-- Begin --
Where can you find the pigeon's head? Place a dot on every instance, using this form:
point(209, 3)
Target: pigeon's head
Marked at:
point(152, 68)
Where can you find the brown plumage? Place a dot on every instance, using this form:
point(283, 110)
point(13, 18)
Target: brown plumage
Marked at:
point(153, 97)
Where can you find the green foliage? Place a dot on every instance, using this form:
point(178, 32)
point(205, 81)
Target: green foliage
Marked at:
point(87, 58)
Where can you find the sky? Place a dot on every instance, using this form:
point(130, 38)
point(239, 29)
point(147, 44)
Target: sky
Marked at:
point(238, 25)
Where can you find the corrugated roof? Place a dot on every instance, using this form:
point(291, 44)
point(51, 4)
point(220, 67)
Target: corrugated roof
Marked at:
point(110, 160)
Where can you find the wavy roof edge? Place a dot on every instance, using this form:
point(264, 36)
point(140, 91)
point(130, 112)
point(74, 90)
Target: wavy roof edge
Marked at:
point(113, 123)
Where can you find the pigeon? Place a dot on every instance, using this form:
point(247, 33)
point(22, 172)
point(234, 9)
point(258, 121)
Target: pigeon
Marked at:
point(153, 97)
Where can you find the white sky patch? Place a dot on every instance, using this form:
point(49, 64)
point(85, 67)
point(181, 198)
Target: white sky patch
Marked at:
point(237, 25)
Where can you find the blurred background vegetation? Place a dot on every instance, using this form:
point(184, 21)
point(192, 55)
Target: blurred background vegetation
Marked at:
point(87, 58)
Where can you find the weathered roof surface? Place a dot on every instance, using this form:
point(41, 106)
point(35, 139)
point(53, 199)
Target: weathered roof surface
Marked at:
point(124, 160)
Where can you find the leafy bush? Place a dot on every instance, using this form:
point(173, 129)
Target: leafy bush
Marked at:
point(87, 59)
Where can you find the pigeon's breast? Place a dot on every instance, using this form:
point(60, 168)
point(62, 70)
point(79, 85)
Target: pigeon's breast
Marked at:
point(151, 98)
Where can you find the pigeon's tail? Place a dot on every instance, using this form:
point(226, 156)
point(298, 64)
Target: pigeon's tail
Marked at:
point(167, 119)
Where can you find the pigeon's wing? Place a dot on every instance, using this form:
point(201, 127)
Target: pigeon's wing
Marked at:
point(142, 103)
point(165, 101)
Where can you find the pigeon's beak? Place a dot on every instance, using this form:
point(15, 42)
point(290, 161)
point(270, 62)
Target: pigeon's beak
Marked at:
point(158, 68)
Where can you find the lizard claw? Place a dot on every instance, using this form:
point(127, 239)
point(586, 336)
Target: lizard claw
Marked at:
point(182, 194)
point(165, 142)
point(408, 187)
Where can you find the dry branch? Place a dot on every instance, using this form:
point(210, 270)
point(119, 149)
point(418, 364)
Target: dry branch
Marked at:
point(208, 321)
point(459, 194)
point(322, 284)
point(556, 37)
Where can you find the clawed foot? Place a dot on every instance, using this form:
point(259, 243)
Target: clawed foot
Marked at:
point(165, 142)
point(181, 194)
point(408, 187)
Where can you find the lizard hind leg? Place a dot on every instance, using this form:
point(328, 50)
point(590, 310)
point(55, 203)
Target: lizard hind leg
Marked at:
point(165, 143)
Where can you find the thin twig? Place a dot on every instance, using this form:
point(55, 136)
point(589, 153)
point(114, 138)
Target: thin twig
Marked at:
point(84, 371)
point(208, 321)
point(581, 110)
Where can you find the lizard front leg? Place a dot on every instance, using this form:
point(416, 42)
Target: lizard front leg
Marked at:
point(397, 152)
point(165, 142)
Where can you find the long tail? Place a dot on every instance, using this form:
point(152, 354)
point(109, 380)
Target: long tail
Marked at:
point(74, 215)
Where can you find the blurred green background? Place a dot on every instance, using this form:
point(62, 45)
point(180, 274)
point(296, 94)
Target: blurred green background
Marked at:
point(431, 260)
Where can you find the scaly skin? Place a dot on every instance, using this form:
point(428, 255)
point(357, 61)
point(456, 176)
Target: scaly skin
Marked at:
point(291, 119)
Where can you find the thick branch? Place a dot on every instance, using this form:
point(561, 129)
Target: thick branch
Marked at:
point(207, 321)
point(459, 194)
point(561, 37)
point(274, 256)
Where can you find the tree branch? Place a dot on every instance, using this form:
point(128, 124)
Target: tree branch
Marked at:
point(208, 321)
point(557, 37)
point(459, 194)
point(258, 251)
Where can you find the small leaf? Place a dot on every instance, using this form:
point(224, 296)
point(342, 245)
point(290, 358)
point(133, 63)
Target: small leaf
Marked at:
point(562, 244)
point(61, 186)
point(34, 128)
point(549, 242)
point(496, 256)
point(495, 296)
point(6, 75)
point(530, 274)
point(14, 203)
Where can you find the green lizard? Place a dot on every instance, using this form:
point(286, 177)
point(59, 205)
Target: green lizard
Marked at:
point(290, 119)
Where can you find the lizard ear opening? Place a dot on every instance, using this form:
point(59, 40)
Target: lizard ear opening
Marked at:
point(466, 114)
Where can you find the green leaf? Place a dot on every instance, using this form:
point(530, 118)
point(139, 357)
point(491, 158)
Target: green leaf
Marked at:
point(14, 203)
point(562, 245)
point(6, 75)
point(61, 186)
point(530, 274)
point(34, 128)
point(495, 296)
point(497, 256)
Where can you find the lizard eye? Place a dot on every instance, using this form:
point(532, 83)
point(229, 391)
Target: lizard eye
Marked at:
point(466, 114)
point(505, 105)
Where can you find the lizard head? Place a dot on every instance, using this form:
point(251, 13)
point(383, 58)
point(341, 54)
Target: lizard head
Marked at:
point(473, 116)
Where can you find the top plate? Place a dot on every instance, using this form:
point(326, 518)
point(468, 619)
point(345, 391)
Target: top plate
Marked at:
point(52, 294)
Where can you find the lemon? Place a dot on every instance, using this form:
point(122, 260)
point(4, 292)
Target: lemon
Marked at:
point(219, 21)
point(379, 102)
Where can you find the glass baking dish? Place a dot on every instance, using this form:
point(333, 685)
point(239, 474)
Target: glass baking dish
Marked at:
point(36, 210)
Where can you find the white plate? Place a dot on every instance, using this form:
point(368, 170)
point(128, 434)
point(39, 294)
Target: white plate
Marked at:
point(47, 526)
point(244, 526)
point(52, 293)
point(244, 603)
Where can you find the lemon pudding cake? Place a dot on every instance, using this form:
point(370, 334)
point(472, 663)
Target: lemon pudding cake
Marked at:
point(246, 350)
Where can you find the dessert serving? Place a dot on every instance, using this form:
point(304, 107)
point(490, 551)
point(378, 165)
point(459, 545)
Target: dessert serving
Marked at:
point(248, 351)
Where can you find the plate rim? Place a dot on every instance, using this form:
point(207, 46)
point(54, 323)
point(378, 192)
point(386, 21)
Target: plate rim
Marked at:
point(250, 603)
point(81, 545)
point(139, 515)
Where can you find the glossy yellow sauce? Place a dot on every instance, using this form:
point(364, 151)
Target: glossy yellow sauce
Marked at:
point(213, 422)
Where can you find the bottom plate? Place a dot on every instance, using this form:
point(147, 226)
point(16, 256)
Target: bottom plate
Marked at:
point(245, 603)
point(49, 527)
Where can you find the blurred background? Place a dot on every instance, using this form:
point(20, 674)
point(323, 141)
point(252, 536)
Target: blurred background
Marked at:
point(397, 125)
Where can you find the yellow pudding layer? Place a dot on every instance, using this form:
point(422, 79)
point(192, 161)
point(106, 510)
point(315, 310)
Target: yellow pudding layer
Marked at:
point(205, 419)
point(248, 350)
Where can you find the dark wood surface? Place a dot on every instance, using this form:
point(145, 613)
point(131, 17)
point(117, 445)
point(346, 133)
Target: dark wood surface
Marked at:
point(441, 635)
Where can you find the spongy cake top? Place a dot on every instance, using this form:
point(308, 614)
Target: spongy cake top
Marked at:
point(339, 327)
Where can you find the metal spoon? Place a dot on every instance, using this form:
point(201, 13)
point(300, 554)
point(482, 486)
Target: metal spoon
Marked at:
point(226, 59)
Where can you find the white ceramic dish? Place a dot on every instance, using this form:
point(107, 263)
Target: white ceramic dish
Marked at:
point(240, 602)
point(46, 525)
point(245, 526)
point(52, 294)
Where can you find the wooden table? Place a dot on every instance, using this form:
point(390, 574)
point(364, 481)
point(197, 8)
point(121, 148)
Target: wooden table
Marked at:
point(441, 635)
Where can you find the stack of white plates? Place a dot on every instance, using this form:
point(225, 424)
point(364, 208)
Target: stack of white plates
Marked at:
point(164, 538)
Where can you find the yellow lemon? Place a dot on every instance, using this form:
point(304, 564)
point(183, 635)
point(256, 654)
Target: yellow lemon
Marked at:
-- End --
### DIRECTION
Rewrite the stretch of lines from the one containing "Where can you find the blurred background vegetation?" through the one containing "point(158, 68)" as a numbered list, leaving out any blank lines.

### RESPONSE TO THE TASK
1. Where can you find the blurred background vegetation? Place a dot on every instance, using this form:
2. point(184, 21)
3. point(192, 55)
4. Target: blurred background vegetation
5. Marked at:
6. point(87, 58)
7. Where can you find the weathered roof surface? Place a dot on every instance, using this form:
8. point(41, 106)
9. point(35, 139)
10. point(53, 199)
11. Target: weathered roof surface
12. Marked at:
13. point(124, 160)
14. Where can you find the leafy bush? Place a dot on every instance, using this form:
15. point(173, 129)
16. Target: leafy bush
17. Marked at:
18. point(87, 59)
19. Where can you find the pigeon's breast? Place a dot on every instance, using this form:
20. point(60, 168)
21. point(62, 70)
22. point(79, 85)
23. Target: pigeon's breast
24. Marked at:
25. point(151, 98)
26. Where can you find the pigeon's tail? Place a dot on every instance, using this form:
27. point(226, 156)
28. point(298, 64)
29. Target: pigeon's tail
30. Marked at:
31. point(167, 119)
32. Where can you find the pigeon's wing? Place a dot on every instance, using this form:
33. point(201, 127)
34. Target: pigeon's wing
35. Marked at:
36. point(142, 103)
37. point(165, 101)
38. Where can you find the pigeon's beak? Place a dot on every instance, using this form:
39. point(15, 42)
40. point(290, 161)
41. point(270, 62)
42. Target: pigeon's beak
43. Marked at:
44. point(158, 68)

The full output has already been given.